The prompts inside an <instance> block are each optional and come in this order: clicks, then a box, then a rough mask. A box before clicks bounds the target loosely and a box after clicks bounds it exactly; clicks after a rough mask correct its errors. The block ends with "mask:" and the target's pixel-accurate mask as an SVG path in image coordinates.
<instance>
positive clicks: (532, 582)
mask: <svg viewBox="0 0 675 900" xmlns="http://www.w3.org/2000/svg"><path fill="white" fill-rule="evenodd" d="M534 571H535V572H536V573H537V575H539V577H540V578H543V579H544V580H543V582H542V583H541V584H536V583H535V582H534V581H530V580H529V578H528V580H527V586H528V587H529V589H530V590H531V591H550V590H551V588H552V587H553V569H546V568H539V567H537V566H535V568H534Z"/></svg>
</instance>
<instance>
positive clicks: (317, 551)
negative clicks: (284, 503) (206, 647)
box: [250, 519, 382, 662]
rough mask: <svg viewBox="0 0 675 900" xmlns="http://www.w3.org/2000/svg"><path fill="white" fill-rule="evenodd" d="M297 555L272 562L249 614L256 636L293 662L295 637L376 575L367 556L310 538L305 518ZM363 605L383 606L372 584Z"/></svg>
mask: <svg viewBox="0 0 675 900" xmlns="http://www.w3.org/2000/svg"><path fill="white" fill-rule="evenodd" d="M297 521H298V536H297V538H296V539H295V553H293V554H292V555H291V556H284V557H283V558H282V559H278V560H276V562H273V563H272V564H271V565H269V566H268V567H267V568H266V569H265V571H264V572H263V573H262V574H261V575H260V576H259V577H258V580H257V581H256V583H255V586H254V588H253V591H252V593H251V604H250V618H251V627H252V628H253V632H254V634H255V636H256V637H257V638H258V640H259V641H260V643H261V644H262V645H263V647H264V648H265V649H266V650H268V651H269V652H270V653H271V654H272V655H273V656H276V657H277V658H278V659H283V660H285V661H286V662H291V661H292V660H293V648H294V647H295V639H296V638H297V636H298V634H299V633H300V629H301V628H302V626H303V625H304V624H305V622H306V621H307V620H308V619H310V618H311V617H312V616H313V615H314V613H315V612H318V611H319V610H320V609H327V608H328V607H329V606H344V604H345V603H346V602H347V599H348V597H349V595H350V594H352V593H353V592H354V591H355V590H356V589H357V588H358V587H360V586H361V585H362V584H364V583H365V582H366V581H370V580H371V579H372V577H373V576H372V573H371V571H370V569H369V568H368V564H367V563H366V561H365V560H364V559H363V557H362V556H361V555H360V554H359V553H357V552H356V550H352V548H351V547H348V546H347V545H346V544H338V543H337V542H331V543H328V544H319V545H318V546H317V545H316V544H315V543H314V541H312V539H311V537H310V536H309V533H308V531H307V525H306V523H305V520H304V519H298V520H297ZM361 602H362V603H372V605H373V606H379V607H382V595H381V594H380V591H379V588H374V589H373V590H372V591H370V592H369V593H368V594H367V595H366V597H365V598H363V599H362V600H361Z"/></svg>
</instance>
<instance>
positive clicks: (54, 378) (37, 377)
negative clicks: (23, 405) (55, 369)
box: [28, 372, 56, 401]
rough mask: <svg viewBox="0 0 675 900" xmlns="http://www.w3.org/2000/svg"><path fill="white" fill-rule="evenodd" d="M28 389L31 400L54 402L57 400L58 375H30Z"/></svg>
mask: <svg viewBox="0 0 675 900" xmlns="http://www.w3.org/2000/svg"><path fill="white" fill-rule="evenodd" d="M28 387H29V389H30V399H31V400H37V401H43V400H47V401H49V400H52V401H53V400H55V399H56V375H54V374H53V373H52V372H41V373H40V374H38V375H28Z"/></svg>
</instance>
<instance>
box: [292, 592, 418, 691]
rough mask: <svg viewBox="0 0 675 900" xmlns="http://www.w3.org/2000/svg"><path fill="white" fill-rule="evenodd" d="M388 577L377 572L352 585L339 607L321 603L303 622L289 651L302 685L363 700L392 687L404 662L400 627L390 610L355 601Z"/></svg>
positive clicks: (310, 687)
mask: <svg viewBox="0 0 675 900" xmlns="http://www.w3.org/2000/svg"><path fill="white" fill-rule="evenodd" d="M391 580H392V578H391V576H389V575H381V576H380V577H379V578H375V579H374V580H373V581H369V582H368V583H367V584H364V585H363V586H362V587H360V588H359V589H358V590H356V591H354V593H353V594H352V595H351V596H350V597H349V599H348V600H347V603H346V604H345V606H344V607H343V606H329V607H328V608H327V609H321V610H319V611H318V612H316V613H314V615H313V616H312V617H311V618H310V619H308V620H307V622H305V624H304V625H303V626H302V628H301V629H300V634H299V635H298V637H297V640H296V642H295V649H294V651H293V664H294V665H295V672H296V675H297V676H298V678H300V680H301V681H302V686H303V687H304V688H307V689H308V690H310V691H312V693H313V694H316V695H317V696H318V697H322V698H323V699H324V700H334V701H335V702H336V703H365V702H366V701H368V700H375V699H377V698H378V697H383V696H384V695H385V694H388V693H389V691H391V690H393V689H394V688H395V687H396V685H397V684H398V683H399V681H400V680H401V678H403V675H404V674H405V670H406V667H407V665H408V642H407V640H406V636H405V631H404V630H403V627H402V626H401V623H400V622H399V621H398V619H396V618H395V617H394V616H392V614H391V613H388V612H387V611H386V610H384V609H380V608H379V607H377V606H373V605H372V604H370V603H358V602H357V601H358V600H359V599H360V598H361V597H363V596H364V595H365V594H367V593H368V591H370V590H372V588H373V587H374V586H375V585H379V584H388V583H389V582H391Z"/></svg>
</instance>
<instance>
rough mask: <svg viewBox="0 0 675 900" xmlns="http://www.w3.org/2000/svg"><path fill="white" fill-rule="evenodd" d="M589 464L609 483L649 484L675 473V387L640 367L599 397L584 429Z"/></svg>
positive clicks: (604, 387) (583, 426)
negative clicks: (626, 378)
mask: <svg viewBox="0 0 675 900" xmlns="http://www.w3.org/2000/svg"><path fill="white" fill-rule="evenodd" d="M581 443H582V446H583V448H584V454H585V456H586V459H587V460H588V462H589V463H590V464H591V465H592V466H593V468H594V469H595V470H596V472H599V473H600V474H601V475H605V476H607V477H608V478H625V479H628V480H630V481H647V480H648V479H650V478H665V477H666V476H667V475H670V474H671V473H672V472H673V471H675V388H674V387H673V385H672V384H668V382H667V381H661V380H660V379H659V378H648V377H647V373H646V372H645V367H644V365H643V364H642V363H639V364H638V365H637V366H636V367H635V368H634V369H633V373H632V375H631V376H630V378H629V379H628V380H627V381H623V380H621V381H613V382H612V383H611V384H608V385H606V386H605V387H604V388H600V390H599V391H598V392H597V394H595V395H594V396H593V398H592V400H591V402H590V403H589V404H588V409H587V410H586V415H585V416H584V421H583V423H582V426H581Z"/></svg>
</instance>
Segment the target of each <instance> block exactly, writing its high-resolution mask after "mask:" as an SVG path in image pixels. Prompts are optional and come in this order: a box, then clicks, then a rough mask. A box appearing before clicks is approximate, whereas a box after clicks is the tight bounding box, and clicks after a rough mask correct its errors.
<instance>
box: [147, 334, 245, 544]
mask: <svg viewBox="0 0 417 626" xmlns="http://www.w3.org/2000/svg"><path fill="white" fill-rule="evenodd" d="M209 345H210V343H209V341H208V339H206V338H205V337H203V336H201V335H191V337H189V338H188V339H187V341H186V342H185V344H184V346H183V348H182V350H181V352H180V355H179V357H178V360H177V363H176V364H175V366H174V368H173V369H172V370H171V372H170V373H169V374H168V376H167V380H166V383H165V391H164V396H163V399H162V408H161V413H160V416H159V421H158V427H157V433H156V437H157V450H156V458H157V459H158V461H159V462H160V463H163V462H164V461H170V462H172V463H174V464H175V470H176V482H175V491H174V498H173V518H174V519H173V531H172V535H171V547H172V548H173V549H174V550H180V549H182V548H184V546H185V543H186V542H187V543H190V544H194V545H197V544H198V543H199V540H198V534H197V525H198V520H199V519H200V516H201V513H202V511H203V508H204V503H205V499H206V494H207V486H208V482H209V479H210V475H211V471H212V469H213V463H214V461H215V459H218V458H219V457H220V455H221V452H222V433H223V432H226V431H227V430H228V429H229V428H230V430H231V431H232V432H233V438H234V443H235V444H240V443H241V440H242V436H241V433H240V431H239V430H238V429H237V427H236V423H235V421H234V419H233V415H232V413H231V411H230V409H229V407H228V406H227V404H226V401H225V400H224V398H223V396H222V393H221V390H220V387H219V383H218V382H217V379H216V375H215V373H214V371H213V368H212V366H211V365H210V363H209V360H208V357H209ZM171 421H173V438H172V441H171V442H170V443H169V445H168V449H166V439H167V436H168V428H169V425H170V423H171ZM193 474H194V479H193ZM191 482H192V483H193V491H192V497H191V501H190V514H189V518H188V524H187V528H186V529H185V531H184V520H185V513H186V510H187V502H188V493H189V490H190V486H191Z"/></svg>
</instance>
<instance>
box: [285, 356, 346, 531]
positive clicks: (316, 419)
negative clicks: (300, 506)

▸ **To-do item**:
Please switch "loosely" to "roughly" and give back only the lines between the start of the items and the line holding "positive clicks: (532, 582)", inclusive, with nothing else changed.

▸ **Solved exercise**:
The prompts inside an <instance> block are each optional and come in this order: clicks, then a box, then a rough mask. A box before clicks bounds the target roughly and a box after clicks bounds it exactly; clicks after a rough mask correct its errors. The block ends with "mask:" and the target's pixel-accurate mask as an SVG path in image coordinates.
<instance>
positive clicks: (532, 582)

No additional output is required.